▸ **SOURCE TEXT**:

==*==

I searched the web for the pinout of the cell phone connector. Beware, the pinout changes sometime around 2003. I connected a cigarette ligher adaptor from radio shack to the switched 12V and ground connector on the strip. I hot glued up the soldered end to prevent short circuits.

The cell phone harness lives right under the cup holders. I plugged the belkin adapter into the improvised power harness, and connected it to the cell phone harness. I ran the cable out the side of the console, and put a bit of black rubber around the cable to keep it from being crushed when I reinstalled the console. I wrapped the belkin adapter in some foam to prevent it from rattling.

As far as difficulty, that is in the eye of the installer. I don't know how comfortable you are dissaseembling you baby. I'd check out the various projects on http://www.my330i.com to get a feel for the difficulty.



elmalloc said:


> I know with ice likn you have to connect it to the tuner or something, and my carhas nav - so my tuner is in the trunk 0 which means I need to get a cable from my trunk to my cup holder - and I don't have hte ski pass through so don't know how hard/easy that is!


The aux input for cars with nav should still be in the dash. This is second hand information from my330i.com. Take a look here: http://www.my330i.com/mod26.php

As a side note On my previous car, I ran a cable from the trunk to the center console. it is not that difficult. you pop out the back seat, and remove the center console.

From there, you snake a cable through the back of the trunk, and feed it under the carpet to the console. http://www.my330i.com/mod18.php should explain the scope of the project.

You might also look at http://www.openbmw.org/ for more info.



elmalloc said:


> Thanks for the pics.


No problem. I hope I helped.


----------

==*==

▸ **LISTING**:
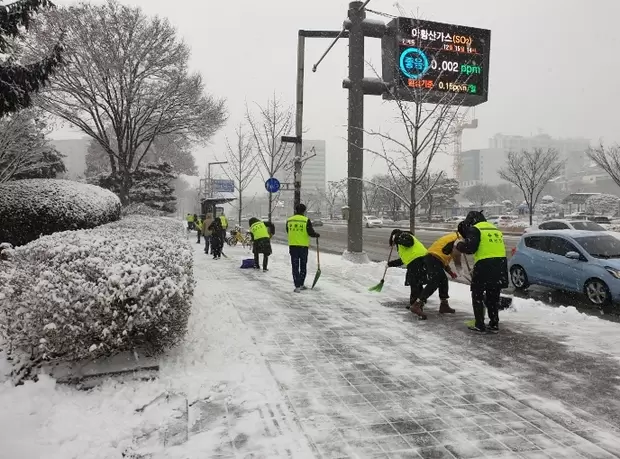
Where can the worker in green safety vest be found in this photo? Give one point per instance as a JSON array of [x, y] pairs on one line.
[[190, 222], [411, 253], [261, 241], [299, 229], [490, 273]]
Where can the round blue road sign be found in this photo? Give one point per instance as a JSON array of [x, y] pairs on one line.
[[272, 185]]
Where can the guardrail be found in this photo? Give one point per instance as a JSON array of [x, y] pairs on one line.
[[423, 228]]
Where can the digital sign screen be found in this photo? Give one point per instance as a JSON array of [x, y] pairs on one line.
[[441, 58]]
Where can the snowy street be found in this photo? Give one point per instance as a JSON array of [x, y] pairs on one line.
[[339, 372]]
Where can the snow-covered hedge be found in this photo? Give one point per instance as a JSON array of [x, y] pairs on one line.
[[90, 293], [35, 207]]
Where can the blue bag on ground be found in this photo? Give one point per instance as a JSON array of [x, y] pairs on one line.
[[247, 263]]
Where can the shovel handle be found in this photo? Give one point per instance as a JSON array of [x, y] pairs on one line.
[[318, 259]]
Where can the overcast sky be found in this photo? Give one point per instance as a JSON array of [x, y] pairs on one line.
[[554, 64]]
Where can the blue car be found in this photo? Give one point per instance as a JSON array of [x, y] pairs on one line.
[[586, 262]]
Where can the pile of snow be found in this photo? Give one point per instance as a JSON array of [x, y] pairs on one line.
[[30, 208], [91, 293]]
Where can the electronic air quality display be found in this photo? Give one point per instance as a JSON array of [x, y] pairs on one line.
[[443, 58]]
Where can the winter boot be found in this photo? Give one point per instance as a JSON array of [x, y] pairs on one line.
[[444, 307], [416, 308]]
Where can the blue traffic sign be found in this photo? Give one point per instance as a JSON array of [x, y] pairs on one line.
[[272, 185]]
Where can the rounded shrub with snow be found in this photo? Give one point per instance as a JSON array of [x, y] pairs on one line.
[[35, 207], [92, 293]]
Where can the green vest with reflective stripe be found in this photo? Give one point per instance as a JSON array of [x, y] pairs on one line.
[[408, 254], [259, 230], [297, 227], [491, 242]]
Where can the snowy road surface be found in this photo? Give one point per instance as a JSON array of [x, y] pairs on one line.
[[340, 372]]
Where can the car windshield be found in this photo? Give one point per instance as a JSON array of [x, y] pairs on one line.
[[587, 226], [600, 246]]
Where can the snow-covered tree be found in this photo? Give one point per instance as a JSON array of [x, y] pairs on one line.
[[21, 78], [603, 204], [480, 194], [531, 171], [153, 186], [25, 151], [171, 149], [128, 72], [334, 192]]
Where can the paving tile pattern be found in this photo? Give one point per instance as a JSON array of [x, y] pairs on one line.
[[360, 388]]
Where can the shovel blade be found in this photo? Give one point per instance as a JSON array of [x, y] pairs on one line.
[[378, 287]]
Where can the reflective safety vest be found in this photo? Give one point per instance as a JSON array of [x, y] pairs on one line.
[[437, 247], [297, 227], [259, 230], [491, 242], [408, 254]]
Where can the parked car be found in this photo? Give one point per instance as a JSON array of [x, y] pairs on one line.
[[370, 221], [581, 225], [585, 262]]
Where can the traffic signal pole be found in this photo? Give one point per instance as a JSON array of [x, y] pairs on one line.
[[355, 130], [299, 103]]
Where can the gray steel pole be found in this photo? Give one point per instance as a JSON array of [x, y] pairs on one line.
[[299, 113], [209, 180], [355, 242]]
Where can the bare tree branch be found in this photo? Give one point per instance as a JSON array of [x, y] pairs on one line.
[[125, 82], [531, 172], [242, 166], [268, 126]]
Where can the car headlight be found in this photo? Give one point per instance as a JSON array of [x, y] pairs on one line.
[[613, 271]]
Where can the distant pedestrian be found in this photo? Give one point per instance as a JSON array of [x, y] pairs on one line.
[[490, 272], [206, 232], [217, 240], [437, 262], [224, 225], [300, 230], [190, 222], [411, 253], [261, 242], [199, 229]]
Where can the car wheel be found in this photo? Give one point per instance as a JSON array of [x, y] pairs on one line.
[[518, 277], [597, 292]]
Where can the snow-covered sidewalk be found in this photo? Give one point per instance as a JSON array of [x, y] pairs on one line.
[[339, 372]]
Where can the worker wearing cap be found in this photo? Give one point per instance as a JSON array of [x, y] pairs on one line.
[[299, 229], [490, 272]]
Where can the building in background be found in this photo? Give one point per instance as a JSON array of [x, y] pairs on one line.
[[482, 166], [75, 155]]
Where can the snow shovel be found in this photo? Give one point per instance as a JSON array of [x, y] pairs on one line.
[[379, 286], [318, 266]]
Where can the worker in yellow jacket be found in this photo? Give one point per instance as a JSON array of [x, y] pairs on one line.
[[437, 261]]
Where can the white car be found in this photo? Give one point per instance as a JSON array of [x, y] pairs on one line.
[[370, 221], [582, 225]]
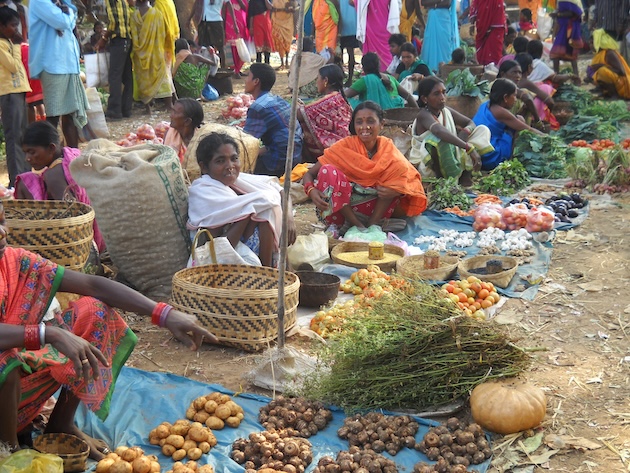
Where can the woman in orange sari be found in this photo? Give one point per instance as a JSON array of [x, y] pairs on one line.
[[360, 180]]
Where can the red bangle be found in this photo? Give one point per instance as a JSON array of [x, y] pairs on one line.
[[31, 337]]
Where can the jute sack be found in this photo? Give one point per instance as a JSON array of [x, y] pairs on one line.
[[249, 147], [141, 201]]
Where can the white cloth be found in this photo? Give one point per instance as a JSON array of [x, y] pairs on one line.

==*==

▸ **THE TASKS**:
A. Revise the forum post from the words that begin "The aux input" through the words "for the pics.", putting "armrest" in place of "console".
B. Using the forum post, decide whether each statement is true. Answer yes or no, and quote the words that settle it.
(i) The writer wrapped the Belkin adapter in foam so it would not rattle.
(ii) The cell phone harness is in the trunk.
(iii) The writer describes running a cable from the trunk to the center console as very difficult.
C. Answer these questions from the forum post.
(i) Around what year does the pinout of the cell phone connector change?
(ii) What did the writer put around the cable to keep it from being crushed?
(iii) Where should the aux input be for cars with nav?

▸ **FULL ANSWERS**:
A.
The aux input for cars with nav should still be in the dash. This is second hand information from my330i.com. Take a look here: http://www.my330i.com/mod26.php

As a side note On my previous car, I ran a cable from the trunk to the center armrest. it is not that difficult. you pop out the back seat, and remove the center armrest.

From there, you snake a cable through the back of the trunk, and feed it under the carpet to the armrest. http://www.my330i.com/mod18.php should explain the scope of the project.

You might also look at http://www.openbmw.org/ for more info.



elmalloc said:


> Thanks for the pics.

B.
(i) Yes: "I wrapped the belkin adapter in some foam to prevent it from rattling."
(ii) No: "The cell phone harness lives right under the cup holders."
(iii) No: "it is not that difficult."

C.
(i) Around 2003.
(ii) A bit of black rubber.
(iii) In the dash.